ラベル付き枠の記録
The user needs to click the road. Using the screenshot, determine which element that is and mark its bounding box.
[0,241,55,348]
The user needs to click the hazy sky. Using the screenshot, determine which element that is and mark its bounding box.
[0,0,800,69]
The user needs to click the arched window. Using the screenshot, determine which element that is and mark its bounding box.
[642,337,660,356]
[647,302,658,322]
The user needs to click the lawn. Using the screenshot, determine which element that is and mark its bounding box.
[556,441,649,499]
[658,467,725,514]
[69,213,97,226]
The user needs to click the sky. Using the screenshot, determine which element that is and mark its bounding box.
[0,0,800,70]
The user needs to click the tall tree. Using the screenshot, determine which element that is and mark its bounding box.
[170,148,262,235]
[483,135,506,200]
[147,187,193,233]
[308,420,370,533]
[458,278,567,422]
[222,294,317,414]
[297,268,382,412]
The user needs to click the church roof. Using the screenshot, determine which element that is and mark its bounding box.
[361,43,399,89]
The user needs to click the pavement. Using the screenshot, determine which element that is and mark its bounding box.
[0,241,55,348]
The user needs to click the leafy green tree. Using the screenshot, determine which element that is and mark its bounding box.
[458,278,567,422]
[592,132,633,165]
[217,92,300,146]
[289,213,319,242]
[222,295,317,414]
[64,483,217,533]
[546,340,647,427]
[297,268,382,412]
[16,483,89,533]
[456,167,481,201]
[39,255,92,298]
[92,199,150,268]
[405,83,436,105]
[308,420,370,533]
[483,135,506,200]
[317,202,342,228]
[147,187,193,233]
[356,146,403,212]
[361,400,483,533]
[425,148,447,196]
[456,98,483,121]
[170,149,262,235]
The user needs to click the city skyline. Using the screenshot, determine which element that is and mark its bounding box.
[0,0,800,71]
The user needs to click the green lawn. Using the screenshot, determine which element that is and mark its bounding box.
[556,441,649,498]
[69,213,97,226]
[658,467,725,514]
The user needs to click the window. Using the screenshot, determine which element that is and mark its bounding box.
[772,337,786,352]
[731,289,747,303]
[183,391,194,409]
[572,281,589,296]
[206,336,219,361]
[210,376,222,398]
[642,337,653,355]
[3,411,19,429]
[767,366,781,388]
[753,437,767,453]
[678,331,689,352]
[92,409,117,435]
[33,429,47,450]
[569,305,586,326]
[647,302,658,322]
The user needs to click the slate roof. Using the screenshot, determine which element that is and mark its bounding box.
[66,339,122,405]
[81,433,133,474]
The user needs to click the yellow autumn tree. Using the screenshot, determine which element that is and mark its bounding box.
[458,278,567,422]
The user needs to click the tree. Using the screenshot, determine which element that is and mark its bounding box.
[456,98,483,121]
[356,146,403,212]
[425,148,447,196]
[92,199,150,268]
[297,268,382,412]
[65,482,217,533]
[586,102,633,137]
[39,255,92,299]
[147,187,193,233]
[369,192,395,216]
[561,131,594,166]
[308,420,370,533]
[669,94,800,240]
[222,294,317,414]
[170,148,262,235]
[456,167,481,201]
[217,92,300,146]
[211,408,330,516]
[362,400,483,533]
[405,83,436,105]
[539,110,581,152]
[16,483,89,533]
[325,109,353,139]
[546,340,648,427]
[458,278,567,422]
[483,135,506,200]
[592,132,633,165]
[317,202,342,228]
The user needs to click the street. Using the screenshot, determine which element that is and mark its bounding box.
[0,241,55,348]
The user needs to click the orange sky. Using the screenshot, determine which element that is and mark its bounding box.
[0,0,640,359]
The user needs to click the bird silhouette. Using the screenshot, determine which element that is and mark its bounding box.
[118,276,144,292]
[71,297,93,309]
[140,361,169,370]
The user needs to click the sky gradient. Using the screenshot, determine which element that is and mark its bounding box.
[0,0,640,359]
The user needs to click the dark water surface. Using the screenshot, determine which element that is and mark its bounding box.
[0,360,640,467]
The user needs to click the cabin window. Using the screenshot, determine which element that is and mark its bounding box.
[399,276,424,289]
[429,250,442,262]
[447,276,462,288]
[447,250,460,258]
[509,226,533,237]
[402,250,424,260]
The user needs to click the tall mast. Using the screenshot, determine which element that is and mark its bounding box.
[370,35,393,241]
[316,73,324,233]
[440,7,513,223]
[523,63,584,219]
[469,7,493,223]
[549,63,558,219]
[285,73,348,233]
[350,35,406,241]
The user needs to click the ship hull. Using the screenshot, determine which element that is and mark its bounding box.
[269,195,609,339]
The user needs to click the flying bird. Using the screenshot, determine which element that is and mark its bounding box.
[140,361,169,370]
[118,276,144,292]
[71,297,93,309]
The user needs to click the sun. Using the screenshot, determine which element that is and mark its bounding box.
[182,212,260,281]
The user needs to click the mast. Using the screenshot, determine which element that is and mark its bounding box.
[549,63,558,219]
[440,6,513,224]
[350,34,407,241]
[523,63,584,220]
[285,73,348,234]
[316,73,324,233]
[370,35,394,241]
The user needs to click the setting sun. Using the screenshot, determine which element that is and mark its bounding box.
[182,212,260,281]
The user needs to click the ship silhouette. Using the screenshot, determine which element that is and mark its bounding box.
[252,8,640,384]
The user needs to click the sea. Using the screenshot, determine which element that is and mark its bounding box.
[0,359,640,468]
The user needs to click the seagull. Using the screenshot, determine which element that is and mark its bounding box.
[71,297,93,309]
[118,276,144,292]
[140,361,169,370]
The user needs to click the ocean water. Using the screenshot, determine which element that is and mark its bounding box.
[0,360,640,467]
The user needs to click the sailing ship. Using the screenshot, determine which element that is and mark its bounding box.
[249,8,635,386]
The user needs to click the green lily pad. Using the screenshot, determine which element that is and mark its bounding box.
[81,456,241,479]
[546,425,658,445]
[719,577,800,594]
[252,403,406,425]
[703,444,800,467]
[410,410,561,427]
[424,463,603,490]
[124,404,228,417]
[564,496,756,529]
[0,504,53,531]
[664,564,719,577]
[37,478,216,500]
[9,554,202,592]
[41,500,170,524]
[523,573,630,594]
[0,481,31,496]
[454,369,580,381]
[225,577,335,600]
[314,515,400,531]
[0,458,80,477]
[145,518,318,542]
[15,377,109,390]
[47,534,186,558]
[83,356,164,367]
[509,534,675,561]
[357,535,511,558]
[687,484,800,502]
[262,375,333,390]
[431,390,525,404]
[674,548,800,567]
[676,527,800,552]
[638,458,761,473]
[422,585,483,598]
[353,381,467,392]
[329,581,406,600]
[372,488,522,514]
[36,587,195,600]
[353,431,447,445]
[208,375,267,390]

実施事項:
上記の行をすべて、一字一句たがえずに書き写してください。

本課題の結果:
The user needs to click the road. Using the screenshot, determine which element that is and mark its bounding box.
[0,241,55,348]
The user needs to click the hazy sky. Using the screenshot, determine which element that is and mark its bounding box.
[0,0,800,69]
The user needs to click the arched window. Using the screenshot, determine which element that is and mark its bounding box.
[642,337,660,356]
[647,302,658,322]
The user needs to click the lawn. Using the screenshot, determine which element that is and mark its bounding box.
[556,441,649,499]
[658,467,725,514]
[69,213,97,226]
The user needs to click the sky. Using the screenshot, determine which element that is and mark its bounding box.
[0,0,800,70]
The user needs to click the tall tree. Using the screenshot, determine which element that is and mark its bounding box.
[170,148,262,235]
[483,135,506,200]
[147,187,193,233]
[308,420,370,533]
[458,278,567,422]
[222,294,317,414]
[297,268,382,412]
The user needs to click the church roof. Using the screenshot, determine which element that is and mark its bounding box.
[361,43,399,89]
The user needs to click the pavement. Using the screenshot, determine which element that is and mark its bounding box.
[0,241,55,348]
The user needs to click the leafy green tree. Using the screenshot, determine which element that is and mark its bounding box.
[458,278,567,422]
[592,132,633,165]
[217,92,300,146]
[289,213,319,242]
[222,295,317,414]
[64,483,217,533]
[546,340,647,427]
[297,268,382,412]
[16,483,89,533]
[456,167,481,201]
[39,255,92,298]
[92,199,150,268]
[405,83,436,105]
[308,420,370,533]
[483,135,506,200]
[317,202,342,228]
[147,187,193,233]
[356,146,403,212]
[361,400,483,533]
[425,148,447,196]
[456,98,483,121]
[170,149,262,235]
The user needs to click the city skyline. Using the screenshot, determine which element that is and mark its bounding box.
[0,0,800,71]
The user needs to click the green lawn. Using the screenshot, determine which element that is and mark its bounding box.
[556,441,649,498]
[69,213,97,226]
[658,467,725,514]
The user needs to click the window. Using the screenshot, determine which element that is and mark its bounding box.
[772,337,786,352]
[731,289,747,303]
[183,391,194,409]
[572,281,589,296]
[206,336,219,361]
[210,376,222,398]
[642,337,653,355]
[3,411,19,429]
[767,366,781,388]
[753,437,767,453]
[678,331,689,352]
[92,409,117,435]
[33,429,47,450]
[569,305,586,326]
[647,302,658,322]
The user needs to click the slate roof. Using the screenshot, determine which element that is and mark its bounding box.
[66,339,122,405]
[81,433,133,474]
The user needs to click the yellow autumn tree. Using the screenshot, determine which element that is and mark its bounding box.
[458,278,567,422]
The user needs to click the tree. Using the screenshot, determine which element that is and mark its bounding box.
[456,98,483,121]
[356,146,403,212]
[425,148,447,196]
[92,199,150,268]
[297,268,382,412]
[65,482,217,533]
[586,102,633,137]
[39,255,92,299]
[147,187,193,233]
[369,192,395,216]
[561,131,594,166]
[308,420,370,533]
[669,94,800,240]
[222,294,317,414]
[170,148,262,235]
[456,167,481,201]
[217,92,300,146]
[211,408,330,516]
[362,400,483,533]
[405,83,436,105]
[539,110,581,152]
[16,483,89,533]
[325,109,353,139]
[546,340,648,427]
[458,278,567,422]
[483,135,506,200]
[592,132,633,165]
[317,202,342,228]
The user needs to click the street. Using the screenshot, determine which element that is and mark its bounding box.
[0,241,55,348]
The user needs to click the orange sky. Using the screenshot, determine which element that is and mark its bounding box.
[0,0,640,359]
The user needs to click the bird silhouette. Using the screenshot, determine which element that is and mark its bounding box.
[118,276,144,292]
[71,297,93,309]
[140,361,169,370]
The user needs to click the sky gradient. Using the screenshot, determine which element that is and mark its bounding box.
[0,0,640,359]
The user needs to click the dark water surface. Using the screenshot, determine which element that is and mark its bounding box.
[0,360,640,467]
The user needs to click the cabin window. Using the screenshot, determine which element that is and mark its bounding box.
[399,276,424,289]
[429,250,442,262]
[447,276,462,288]
[447,250,460,258]
[509,226,533,237]
[402,250,424,260]
The user needs to click the tall mast. Using the screenshot, determine which element that is and mark its bounding box.
[370,35,393,241]
[316,73,324,233]
[440,7,513,223]
[523,63,584,219]
[469,7,493,223]
[549,63,558,219]
[285,73,348,233]
[350,35,406,241]
The user needs to click the ship hull. Using the screenshot, determine which element that is and mark its bounding box.
[269,195,609,339]
The user needs to click the flying bird. Using the screenshot, determine which element that is and mark its bounding box.
[140,361,169,370]
[118,276,144,292]
[71,297,93,309]
The user needs to click the sun. Using the screenshot, determine which element that is and mark its bounding box.
[182,212,260,281]
The user needs to click the mast. Using the screenshot, determine which element that is and mark its bounding box.
[549,63,558,219]
[440,6,513,224]
[350,34,407,241]
[523,63,584,220]
[285,73,348,234]
[316,73,324,233]
[370,35,394,241]
The user needs to click the setting sun. Using the screenshot, determine which element that is and mark its bounding box.
[182,212,260,281]
The user needs to click the ship silhouette. Using the screenshot, determine which element that is and mark its bounding box.
[252,8,640,384]
The user needs to click the sea. Using the screenshot, determine which element that is and mark its bounding box.
[0,359,640,468]
The user needs to click the seagull. Using the screenshot, determine which element that is and mark its bounding box.
[71,297,93,309]
[118,276,144,292]
[140,361,169,370]
The user needs to click the ocean water. Using the screenshot, determine which element that is and mark its bounding box.
[0,360,640,467]
The user needs to click the sailing ship. Using the screenshot, determine which element that is and mark its bounding box.
[249,8,635,386]
The user needs to click the green lily pad. Using the screenshot, determine which element that is and mark its bounding box.
[81,456,241,479]
[546,425,658,445]
[719,577,800,594]
[252,403,406,425]
[703,444,800,467]
[410,410,561,427]
[424,463,603,490]
[124,404,228,417]
[564,496,756,529]
[0,504,53,531]
[664,564,719,577]
[37,478,216,500]
[9,554,202,592]
[41,500,170,524]
[523,573,630,594]
[0,481,31,496]
[454,369,580,381]
[225,577,335,600]
[314,515,400,531]
[0,458,80,477]
[145,518,318,542]
[15,377,109,390]
[47,534,186,558]
[83,356,164,367]
[509,534,675,561]
[357,535,511,558]
[687,484,800,502]
[262,375,333,390]
[431,390,525,404]
[674,548,800,567]
[676,527,800,552]
[638,458,761,473]
[422,585,483,598]
[353,381,467,392]
[329,581,406,600]
[372,488,522,514]
[36,587,195,600]
[353,431,447,445]
[208,375,267,390]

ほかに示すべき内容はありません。